_Stated task 1_:
Using the forum thread on AMD-only DDR2 memory, decide whether each statement below agrees with it. Answer yes or no for each, and quote the words of the thread that decide it.
(a) brandonwh64 ran Intel extreme dominators in an AMD 965 rig.
(b) TIGR reports that the product page for the memory says it will work with an Intel CPU.
(c) TIGR says the DDR2 and DDR3 standards are developed by AMD and Intel.
_Stated task 2_:
Reproduce the part of the forum thread on AMD-only DDR2 memory that runs from "Just curious what" up to and including "AMD and Intel?".

# Why is this DDR2 AMD Only?



## TIGR (Feb 6, 2010)

http://www.buy.com/retail/product.asp?sku=213570567&listingid=65261156

Just curious what it is that makes some memory AMD-only. I see other kits that say they're optimized for AM3 or i5 or i7 ... how much of it is marketing hype and what are the real compatibility issues for memory between AMD and Intel?


----------



## brandonwh64 (Feb 6, 2010)

i used my Intel extreme dominators in my AMD 965 rig the whole time and got better clocks than i do now. i think they just do it for marketing


----------



## TIGR (Feb 6, 2010)

I've been under the impression that it's marketing for a while but the page for the memory in the OP says it will only work with an AMD CPU.


----------



## afw (Feb 6, 2010)

brandonwh64 said:


> i used my Intel extreme dominators in my AMD 965 rig the whole time and got better clocks than i do now. i think they just do it for marketing



+1 ... its pure marketing ... i've seen a lot of SLI/crossfire labeled RAMs .. they work on all motherboards that support DDR2 with matching speed/specs ...


----------



## brandonwh64 (Feb 6, 2010)

yea AFW, I had a set of OCZ SLI DDR2-800 set and it would work on any board i put it in. just a marketing hype


----------



## TIGR (Feb 6, 2010)

That seems to make sense since the DDR2 and DDR3 standards are developed independently (not by AMD or Intel) but I wondered if there was some issue with different memory controllers.


----------



## brandonwh64 (Feb 6, 2010)

TIGR said:


> That seems to make sense since the DDR2 and DDR3 standards are developed independently (not by AMD or Intel) but I wondered if there was some issue with different memory controllers.

_Stored records_:
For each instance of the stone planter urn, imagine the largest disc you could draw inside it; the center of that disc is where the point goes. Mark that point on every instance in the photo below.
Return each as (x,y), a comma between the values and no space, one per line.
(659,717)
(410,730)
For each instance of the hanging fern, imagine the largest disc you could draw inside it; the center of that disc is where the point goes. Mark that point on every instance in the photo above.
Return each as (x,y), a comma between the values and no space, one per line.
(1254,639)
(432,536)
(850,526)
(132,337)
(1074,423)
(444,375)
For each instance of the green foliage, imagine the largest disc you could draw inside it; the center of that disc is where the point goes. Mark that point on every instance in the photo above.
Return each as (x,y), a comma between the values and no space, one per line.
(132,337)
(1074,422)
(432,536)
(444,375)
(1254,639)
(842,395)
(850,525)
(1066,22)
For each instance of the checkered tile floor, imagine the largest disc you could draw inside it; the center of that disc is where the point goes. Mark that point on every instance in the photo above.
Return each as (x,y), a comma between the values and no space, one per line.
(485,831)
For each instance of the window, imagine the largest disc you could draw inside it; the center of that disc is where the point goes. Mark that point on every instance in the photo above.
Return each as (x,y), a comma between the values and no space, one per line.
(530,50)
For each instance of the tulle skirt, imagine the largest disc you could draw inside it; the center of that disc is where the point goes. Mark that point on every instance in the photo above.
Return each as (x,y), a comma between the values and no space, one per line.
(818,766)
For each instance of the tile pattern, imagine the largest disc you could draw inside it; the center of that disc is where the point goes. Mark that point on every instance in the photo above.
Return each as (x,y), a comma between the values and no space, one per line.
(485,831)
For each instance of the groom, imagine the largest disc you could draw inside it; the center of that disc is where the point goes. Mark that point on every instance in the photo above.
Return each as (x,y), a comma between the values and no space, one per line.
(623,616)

_Exercise answer 1_:
(a) Yes: "i used my Intel extreme dominators in my AMD 965 rig the whole time"
(b) No: "the page for the memory in the OP says it will only work with an AMD CPU"
(c) No: "the DDR2 and DDR3 standards are developed independently (not by AMD or Intel)"

_Exercise answer 2_:
Just curious what it is that makes some memory AMD-only. I see other kits that say they're optimized for AM3 or i5 or i7 ... how much of it is marketing hype and what are the real compatibility issues for memory between AMD and Intel?